### Exercise prompt
Count the lines in the items below that contain the word "branch", and give only that number.

### Dataset
## begin
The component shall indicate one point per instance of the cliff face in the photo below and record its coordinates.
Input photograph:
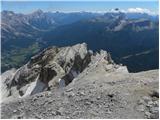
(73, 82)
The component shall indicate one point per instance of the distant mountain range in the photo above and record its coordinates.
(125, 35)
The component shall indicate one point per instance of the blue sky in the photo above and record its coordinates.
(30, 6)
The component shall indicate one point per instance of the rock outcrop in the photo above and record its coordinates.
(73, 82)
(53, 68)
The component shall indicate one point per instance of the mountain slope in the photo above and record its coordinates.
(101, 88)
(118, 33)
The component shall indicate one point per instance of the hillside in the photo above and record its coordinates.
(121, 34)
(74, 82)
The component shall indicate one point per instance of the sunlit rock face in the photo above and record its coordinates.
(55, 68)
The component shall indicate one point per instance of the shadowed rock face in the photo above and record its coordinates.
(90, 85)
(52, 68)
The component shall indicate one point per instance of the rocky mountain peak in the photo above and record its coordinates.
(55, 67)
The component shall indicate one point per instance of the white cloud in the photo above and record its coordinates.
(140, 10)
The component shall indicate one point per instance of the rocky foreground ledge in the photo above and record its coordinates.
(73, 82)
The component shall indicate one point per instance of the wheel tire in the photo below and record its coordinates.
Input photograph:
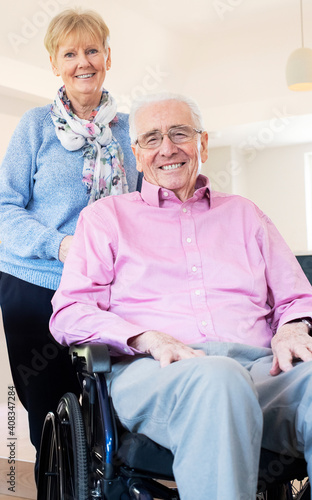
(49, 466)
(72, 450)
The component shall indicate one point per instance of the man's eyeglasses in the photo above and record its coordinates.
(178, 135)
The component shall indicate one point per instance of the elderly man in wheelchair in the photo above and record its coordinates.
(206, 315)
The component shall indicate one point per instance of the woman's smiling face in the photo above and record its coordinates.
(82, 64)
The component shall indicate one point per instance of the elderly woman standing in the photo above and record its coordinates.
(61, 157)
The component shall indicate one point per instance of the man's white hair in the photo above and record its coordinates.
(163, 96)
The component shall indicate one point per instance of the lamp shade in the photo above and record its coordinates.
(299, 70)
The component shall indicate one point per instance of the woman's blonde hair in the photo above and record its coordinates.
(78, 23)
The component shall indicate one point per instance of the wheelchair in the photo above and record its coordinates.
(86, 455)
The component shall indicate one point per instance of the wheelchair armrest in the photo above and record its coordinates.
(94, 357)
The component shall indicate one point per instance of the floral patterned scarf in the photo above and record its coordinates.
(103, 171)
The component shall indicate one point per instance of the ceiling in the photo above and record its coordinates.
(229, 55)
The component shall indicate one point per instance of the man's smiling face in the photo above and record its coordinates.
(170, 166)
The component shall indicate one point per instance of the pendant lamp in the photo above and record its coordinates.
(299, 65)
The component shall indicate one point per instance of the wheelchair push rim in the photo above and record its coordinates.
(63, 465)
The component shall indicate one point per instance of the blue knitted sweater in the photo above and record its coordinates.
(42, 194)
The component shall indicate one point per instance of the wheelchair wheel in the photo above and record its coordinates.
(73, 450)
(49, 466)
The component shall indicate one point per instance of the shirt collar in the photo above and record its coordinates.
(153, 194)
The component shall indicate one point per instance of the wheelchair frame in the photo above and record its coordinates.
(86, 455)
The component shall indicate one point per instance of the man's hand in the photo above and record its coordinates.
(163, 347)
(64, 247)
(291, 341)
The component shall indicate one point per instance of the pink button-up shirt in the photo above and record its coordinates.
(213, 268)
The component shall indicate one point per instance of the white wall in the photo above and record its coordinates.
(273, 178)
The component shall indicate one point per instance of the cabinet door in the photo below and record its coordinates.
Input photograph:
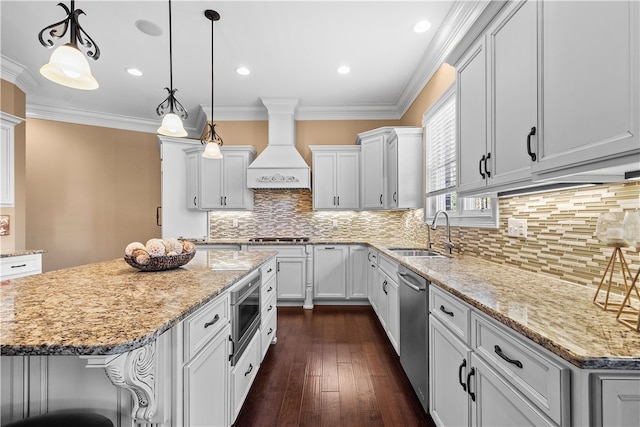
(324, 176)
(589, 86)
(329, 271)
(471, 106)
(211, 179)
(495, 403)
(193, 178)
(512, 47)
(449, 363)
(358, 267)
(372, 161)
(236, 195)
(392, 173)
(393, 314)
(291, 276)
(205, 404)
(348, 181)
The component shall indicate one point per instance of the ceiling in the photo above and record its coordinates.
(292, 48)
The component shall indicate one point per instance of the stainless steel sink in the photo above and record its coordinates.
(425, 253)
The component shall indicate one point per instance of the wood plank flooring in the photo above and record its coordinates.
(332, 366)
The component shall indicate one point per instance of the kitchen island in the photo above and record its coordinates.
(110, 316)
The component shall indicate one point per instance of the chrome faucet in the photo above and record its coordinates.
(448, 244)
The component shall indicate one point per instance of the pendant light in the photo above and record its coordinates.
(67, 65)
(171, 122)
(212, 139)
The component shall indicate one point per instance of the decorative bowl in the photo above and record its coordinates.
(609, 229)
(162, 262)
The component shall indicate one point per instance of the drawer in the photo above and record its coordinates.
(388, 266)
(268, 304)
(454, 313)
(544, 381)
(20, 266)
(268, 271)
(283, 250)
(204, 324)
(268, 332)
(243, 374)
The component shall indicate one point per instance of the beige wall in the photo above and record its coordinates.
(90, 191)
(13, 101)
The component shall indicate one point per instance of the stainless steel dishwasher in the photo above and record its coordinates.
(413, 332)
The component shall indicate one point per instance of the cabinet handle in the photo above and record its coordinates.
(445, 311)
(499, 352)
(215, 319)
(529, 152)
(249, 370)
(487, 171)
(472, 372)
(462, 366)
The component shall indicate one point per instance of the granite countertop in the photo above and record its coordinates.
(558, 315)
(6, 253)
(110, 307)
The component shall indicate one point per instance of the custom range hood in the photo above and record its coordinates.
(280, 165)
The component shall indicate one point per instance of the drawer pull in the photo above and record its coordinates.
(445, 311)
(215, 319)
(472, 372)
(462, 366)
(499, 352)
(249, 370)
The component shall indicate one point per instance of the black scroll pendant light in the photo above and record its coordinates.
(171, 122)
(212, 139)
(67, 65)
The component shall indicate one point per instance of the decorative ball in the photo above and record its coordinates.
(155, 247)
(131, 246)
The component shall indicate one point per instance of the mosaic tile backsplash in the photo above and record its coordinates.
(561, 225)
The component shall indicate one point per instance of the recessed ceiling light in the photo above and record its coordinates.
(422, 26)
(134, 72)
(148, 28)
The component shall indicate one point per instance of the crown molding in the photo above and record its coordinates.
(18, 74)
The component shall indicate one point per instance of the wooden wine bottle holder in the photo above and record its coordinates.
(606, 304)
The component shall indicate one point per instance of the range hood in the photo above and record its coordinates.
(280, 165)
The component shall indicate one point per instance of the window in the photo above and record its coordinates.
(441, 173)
## end
## begin
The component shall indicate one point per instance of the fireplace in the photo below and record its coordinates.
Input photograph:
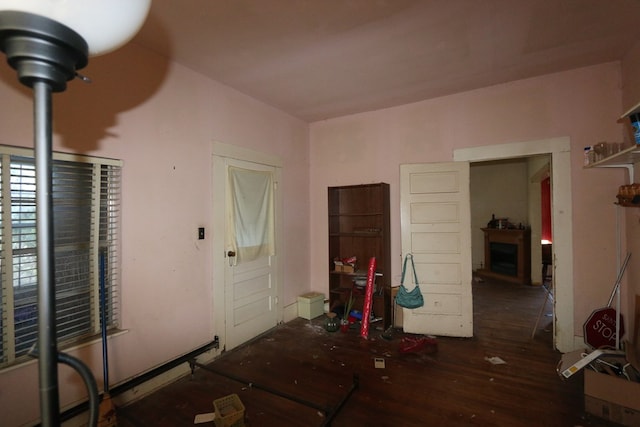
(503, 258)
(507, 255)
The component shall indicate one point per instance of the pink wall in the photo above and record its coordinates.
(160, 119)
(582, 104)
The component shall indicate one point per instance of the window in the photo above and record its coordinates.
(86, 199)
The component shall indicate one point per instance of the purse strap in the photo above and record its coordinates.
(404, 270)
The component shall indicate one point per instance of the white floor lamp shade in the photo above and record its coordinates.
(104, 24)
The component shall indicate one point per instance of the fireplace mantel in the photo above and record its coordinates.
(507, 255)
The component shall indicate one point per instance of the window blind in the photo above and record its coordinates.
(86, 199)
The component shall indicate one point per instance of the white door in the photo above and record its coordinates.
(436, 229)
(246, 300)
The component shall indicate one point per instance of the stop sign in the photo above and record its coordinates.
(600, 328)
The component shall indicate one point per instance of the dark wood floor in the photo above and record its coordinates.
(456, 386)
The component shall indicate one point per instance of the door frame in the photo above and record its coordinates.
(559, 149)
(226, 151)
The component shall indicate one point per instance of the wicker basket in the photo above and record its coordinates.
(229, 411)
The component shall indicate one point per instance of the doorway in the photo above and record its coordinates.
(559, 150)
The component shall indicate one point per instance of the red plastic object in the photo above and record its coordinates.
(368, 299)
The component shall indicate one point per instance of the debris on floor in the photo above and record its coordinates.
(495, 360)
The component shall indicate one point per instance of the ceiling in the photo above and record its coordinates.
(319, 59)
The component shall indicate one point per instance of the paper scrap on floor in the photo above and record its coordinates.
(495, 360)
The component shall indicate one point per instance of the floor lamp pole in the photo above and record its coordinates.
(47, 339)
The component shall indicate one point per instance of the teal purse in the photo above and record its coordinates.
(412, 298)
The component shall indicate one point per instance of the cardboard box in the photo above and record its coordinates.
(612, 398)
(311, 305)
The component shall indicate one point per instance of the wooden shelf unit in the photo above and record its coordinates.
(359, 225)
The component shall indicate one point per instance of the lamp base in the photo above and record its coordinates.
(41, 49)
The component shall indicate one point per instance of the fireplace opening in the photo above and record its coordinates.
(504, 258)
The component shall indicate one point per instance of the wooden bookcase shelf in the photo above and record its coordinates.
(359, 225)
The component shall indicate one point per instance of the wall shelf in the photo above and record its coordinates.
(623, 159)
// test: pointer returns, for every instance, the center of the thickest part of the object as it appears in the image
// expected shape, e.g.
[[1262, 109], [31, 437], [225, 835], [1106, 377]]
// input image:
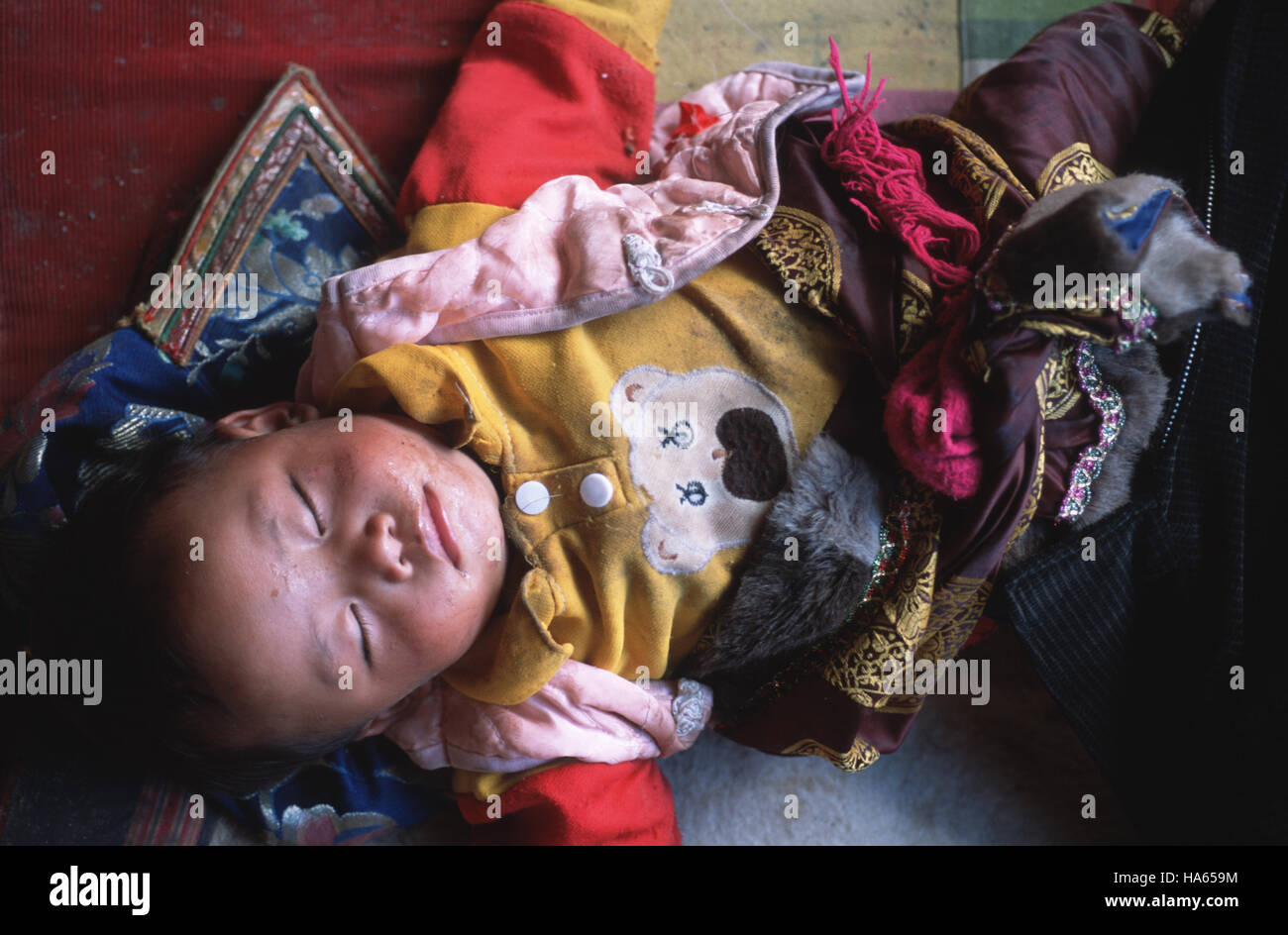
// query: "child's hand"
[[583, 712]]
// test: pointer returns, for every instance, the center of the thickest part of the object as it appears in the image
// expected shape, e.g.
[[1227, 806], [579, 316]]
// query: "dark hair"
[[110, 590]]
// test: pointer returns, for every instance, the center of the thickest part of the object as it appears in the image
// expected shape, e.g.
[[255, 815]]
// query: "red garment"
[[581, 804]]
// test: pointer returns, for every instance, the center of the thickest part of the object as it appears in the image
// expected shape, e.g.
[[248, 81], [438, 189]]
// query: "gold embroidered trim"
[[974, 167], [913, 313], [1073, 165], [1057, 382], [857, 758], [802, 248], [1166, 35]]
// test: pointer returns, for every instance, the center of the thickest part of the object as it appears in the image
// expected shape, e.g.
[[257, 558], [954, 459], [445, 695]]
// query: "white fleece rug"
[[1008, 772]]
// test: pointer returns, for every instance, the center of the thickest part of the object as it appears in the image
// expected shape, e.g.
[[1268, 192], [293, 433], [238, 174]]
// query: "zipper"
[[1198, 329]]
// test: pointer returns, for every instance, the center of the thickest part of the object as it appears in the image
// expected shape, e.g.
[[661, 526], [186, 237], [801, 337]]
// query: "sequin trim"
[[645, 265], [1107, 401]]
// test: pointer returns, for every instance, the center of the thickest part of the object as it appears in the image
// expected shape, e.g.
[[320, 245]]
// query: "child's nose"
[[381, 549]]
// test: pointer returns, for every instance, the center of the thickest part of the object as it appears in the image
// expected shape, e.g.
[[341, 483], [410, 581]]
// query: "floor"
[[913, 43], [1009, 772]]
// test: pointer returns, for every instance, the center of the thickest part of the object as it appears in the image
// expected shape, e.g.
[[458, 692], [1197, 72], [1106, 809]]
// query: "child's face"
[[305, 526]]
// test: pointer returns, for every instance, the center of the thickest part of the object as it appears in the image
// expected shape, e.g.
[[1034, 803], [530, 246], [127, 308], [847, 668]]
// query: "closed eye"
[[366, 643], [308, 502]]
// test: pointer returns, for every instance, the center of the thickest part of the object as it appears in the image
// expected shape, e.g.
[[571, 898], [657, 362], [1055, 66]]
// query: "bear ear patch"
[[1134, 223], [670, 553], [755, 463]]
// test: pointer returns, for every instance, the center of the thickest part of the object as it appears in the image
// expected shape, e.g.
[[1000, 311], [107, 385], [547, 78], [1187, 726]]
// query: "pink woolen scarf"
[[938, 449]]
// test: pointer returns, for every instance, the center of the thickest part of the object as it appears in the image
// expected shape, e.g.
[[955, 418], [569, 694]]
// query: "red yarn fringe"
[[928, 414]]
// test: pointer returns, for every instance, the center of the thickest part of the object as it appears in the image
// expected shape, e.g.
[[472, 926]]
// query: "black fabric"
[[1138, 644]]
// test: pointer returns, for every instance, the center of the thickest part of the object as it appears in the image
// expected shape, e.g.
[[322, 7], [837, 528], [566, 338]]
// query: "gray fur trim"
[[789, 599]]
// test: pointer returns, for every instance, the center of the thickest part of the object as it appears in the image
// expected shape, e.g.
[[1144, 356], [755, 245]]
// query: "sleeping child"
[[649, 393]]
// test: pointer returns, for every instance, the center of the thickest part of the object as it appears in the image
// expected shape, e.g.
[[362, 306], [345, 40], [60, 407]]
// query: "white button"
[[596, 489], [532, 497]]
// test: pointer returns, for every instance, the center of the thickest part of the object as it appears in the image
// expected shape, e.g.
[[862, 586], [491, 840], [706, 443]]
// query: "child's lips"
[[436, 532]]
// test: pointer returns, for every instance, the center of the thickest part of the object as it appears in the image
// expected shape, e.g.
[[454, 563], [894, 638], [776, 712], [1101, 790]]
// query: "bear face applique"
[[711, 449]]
## end
## begin
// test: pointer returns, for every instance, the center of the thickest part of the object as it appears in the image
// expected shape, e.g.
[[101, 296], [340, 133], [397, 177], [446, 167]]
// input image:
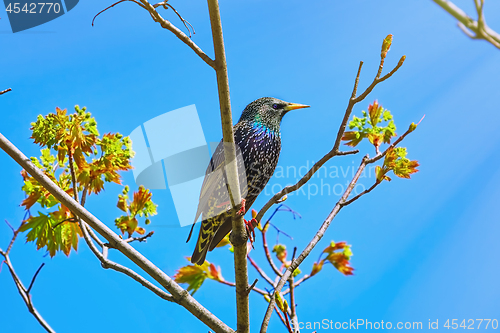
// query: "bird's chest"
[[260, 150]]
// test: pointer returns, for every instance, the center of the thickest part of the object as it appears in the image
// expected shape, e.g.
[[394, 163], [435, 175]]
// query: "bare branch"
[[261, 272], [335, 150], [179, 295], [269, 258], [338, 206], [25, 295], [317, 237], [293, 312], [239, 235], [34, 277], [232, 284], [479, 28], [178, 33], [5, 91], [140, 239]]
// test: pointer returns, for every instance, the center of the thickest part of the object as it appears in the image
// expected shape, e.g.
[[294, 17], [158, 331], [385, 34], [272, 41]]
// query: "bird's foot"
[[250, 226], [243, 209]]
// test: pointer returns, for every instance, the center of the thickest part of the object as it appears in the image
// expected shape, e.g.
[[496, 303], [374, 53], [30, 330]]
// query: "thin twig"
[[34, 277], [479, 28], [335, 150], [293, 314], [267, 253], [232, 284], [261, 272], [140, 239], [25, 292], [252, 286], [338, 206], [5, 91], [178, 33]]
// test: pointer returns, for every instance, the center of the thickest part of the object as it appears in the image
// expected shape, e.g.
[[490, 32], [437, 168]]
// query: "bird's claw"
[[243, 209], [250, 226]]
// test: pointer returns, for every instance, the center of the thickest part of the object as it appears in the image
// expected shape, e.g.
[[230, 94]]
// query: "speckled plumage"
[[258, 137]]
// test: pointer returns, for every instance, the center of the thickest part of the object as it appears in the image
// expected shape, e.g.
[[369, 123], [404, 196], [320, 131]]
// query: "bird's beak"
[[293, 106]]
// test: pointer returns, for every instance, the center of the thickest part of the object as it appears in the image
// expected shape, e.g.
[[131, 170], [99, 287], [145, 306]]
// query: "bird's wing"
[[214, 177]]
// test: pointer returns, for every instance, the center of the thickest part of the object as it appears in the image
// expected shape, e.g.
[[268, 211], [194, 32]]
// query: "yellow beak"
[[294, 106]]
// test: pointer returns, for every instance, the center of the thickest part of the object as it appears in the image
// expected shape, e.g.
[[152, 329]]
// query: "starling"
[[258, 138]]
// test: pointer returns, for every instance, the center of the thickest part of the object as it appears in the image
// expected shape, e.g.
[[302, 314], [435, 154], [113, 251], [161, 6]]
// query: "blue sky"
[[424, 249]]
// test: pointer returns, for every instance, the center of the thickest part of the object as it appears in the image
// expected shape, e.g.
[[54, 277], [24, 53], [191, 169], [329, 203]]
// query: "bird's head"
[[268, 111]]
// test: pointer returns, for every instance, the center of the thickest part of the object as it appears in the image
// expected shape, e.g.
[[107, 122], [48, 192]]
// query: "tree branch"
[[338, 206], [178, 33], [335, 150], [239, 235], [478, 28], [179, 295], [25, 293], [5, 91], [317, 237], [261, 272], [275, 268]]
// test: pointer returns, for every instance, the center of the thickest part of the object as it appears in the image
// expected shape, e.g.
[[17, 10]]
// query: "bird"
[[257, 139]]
## end
### Answer to the exercise
2